RECORDS PROVIDED:
+--
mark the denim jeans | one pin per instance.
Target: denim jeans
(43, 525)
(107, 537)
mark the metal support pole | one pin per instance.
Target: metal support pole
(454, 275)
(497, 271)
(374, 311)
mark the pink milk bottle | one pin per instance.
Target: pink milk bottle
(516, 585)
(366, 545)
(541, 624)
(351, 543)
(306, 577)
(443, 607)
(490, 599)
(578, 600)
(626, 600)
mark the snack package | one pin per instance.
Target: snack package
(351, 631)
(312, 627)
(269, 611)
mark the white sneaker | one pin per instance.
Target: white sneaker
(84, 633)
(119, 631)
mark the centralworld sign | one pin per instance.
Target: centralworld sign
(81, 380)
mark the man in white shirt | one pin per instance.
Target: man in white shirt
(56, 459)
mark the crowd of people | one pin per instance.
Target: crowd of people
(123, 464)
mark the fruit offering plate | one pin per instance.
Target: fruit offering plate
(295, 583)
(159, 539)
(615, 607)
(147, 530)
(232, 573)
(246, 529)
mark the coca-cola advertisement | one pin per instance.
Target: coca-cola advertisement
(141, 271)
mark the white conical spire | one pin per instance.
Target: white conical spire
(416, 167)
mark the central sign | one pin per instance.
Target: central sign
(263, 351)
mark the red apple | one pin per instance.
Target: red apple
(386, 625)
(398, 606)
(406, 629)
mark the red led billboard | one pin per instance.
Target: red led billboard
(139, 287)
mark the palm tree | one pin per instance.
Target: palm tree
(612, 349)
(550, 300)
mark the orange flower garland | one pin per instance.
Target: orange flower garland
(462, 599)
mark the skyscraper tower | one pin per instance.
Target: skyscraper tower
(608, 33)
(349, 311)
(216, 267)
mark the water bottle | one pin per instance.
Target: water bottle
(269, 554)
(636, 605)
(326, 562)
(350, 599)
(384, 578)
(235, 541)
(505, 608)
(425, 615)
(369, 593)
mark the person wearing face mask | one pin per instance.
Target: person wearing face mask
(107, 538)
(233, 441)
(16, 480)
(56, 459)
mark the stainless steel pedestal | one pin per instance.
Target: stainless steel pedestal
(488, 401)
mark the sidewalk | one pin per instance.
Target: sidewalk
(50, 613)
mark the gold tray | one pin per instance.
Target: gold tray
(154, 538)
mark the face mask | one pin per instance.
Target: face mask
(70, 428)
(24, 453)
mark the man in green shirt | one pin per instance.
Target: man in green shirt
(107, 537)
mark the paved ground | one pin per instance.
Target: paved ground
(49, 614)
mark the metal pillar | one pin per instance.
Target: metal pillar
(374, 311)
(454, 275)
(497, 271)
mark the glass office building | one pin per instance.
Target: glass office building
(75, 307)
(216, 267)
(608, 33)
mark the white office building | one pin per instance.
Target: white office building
+--
Copy exactly the stretch of data above from the line with "mark the metal support" through the line with "mark the man in white", and omit all other lines.

mark the metal support pole | one pin per instance.
Target: metal support pole
(454, 275)
(497, 271)
(374, 311)
mark the pink milk bottle | one pin per instance.
Target: pink milk bottle
(516, 585)
(366, 545)
(541, 624)
(351, 543)
(306, 577)
(443, 607)
(490, 599)
(578, 600)
(626, 600)
mark the snack package | one pin per instance.
Target: snack package
(351, 631)
(312, 627)
(269, 611)
mark the white sneaker | one pin per instance.
Target: white sneaker
(84, 633)
(119, 631)
mark the centralworld sign | one pin per instance.
Target: centralworld sign
(81, 380)
mark the man in white shirt | one pin per instance.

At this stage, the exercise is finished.